▶ [EXERCISE INSTRUCTIONS]:
Your task is to give the number of lines below that contain "each". Give no other text.

SUPPLIED DATA section start

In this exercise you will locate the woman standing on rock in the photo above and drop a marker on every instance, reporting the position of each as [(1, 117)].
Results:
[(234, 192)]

SUPPLIED DATA section end
SUPPLIED DATA section start

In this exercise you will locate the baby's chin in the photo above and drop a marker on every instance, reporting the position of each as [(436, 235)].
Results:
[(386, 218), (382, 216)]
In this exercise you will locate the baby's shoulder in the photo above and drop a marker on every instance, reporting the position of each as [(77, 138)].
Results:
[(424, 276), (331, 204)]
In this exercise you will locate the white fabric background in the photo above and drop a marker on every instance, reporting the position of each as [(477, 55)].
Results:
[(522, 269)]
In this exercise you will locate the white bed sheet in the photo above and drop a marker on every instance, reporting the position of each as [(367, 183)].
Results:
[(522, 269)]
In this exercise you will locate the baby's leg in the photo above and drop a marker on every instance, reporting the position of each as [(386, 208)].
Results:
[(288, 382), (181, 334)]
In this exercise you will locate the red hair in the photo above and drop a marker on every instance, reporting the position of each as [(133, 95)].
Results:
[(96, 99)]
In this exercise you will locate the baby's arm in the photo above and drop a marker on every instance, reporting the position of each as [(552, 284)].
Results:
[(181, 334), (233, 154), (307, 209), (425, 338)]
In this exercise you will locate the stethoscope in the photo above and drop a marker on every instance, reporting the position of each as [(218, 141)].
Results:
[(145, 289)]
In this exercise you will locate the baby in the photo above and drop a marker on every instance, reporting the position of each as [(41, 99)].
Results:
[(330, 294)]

SUPPLIED DATA section end

▶ [FINAL ANSWER]:
10